== SOURCE DATA

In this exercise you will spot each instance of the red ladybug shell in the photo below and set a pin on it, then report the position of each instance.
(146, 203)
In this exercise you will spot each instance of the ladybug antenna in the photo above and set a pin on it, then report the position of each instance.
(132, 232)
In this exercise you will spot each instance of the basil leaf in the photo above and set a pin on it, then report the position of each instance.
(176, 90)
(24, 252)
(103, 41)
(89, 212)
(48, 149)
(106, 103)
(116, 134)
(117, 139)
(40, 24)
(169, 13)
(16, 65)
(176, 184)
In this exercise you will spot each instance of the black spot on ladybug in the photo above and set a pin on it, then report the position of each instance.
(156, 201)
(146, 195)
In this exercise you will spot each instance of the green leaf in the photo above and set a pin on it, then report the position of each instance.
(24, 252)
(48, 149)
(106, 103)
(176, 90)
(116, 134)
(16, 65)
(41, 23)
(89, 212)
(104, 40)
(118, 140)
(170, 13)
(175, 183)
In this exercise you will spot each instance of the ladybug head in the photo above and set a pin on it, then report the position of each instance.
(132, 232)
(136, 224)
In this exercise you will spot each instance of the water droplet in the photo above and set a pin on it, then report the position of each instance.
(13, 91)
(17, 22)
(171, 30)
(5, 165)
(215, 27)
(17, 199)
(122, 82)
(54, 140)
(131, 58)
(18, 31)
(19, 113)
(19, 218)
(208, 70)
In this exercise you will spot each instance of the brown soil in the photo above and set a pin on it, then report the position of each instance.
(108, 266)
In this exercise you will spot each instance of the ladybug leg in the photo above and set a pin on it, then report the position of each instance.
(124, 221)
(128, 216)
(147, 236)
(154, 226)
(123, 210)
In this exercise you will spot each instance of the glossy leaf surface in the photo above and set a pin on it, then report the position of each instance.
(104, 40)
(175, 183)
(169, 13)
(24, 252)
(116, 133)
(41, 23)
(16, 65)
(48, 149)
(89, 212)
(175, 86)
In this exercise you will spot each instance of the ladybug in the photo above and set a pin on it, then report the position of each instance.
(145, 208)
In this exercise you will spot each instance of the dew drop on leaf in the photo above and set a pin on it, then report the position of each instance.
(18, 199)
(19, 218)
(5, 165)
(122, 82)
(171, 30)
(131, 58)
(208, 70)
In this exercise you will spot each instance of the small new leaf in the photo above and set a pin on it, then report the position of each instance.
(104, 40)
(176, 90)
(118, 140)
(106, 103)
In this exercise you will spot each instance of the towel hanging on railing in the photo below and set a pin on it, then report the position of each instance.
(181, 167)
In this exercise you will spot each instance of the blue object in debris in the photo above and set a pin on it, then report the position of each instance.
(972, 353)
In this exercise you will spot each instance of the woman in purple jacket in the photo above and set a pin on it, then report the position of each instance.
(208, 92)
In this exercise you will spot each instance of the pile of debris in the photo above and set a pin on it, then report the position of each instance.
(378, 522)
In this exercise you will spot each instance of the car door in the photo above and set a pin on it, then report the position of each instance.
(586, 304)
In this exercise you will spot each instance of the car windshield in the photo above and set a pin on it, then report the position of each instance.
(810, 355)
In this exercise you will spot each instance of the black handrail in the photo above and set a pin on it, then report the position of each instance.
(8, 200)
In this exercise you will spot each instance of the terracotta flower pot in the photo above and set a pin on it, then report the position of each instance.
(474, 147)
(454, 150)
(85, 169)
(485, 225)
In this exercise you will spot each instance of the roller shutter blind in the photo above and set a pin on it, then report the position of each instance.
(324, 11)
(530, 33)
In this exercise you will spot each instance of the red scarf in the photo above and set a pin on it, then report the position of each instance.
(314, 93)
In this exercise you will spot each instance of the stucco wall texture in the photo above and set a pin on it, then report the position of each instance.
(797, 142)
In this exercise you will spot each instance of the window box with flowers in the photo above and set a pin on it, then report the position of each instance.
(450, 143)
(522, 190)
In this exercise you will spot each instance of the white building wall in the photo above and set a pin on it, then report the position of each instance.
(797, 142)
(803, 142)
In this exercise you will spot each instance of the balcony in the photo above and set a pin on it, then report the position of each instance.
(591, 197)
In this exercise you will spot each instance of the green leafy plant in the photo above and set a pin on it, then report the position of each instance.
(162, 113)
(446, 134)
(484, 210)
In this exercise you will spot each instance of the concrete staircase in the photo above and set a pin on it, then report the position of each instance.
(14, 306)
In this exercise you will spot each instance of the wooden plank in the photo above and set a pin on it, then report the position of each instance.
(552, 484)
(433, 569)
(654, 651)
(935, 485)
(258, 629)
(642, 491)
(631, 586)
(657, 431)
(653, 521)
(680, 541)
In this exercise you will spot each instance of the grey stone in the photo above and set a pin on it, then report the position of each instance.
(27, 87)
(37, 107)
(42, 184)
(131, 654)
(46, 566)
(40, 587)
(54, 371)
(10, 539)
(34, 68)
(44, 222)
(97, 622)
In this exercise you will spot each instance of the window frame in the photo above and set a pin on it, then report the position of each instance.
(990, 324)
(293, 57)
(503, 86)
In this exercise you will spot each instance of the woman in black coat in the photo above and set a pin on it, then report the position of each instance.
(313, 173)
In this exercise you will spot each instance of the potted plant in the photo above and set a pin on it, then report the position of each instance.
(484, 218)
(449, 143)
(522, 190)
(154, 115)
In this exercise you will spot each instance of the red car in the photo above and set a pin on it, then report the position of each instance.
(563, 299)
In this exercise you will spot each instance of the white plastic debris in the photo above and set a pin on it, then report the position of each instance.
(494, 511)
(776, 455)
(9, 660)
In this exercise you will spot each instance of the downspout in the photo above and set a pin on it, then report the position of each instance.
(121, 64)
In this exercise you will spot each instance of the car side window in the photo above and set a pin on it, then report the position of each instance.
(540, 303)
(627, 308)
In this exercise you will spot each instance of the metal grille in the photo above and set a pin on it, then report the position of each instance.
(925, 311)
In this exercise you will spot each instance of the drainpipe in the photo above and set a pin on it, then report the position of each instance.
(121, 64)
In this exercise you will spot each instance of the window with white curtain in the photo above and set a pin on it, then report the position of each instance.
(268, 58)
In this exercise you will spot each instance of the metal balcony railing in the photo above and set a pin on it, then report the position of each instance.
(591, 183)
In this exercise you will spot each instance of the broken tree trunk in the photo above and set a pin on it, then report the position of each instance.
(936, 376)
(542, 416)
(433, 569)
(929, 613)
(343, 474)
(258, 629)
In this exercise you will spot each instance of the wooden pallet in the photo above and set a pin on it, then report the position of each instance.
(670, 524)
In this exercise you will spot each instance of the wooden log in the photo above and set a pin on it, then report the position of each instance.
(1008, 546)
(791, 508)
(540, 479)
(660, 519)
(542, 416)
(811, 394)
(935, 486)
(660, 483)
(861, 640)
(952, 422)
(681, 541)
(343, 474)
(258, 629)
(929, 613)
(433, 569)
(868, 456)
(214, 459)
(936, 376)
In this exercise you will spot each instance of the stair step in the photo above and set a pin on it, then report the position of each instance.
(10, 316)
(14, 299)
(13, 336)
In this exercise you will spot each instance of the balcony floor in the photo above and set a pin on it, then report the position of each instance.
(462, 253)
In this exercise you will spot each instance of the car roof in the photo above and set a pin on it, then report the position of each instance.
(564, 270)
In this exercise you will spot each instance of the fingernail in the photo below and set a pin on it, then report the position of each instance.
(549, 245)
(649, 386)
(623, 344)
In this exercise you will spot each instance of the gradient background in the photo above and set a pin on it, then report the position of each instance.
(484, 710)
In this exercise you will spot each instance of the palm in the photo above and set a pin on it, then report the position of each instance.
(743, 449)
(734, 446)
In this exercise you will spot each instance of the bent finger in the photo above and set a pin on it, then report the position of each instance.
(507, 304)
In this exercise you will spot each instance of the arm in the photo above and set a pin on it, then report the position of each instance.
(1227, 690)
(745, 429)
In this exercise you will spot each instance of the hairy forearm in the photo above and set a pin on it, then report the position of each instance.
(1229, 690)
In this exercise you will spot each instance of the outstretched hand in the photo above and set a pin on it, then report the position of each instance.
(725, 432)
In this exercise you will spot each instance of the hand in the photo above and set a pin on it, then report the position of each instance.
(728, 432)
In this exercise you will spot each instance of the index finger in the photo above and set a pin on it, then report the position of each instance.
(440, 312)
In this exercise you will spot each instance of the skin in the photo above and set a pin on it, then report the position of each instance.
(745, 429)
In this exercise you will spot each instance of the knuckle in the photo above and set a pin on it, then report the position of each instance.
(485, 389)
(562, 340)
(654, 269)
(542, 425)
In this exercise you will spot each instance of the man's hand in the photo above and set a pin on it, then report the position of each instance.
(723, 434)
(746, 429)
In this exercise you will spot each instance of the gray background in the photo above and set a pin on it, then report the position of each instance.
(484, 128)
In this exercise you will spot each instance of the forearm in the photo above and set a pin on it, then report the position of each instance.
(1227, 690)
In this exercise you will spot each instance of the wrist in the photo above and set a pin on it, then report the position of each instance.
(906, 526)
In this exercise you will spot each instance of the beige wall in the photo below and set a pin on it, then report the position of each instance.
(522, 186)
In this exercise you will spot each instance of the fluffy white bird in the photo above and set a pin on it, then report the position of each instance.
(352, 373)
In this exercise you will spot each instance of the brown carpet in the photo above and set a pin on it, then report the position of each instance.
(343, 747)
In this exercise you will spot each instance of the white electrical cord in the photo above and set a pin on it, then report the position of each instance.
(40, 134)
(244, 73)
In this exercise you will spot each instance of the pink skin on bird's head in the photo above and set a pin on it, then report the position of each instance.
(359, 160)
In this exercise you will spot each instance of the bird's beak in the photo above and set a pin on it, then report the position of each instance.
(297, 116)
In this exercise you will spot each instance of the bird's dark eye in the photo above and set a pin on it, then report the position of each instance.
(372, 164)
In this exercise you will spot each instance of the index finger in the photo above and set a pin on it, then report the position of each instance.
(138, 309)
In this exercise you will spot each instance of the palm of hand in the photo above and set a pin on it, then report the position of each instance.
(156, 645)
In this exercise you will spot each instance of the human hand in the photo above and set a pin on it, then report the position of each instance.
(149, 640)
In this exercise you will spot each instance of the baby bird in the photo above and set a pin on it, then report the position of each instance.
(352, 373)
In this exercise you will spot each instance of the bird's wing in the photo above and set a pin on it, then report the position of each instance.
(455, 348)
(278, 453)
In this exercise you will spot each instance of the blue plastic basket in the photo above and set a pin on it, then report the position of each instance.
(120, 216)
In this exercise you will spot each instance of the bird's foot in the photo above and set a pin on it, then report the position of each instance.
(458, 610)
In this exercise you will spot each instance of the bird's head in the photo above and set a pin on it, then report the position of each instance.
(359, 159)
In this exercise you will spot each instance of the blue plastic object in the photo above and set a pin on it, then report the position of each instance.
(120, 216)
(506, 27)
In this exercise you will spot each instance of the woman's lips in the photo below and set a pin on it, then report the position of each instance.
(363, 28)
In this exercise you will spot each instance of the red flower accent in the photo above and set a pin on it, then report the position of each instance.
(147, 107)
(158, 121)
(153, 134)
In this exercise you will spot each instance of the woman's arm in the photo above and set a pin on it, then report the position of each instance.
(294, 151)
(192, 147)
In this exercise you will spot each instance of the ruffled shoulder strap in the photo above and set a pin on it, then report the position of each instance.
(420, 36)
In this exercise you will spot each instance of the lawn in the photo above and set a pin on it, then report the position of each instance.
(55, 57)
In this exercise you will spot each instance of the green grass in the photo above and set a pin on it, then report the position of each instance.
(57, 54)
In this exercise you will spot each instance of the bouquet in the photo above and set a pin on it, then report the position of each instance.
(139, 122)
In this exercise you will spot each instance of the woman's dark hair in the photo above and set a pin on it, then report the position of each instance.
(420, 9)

====

§ ABOUT THIS TASK: Beginning at the line that contains "the green grass", transcribe every line through the end of the material exactly, leaving out all earlier lines.

§ RESULT:
In this exercise you will spot each instance of the green grass in the photo above and set a pin on it, then report the position of each instance.
(57, 54)
In this exercise you will spot each instance of the bouquet in the photo above and set a pin on it, then report the position of each instance.
(139, 122)
In this exercise you will spot each instance of the woman's dark hair in the photo above and set a pin on it, then report the position of each instance.
(420, 9)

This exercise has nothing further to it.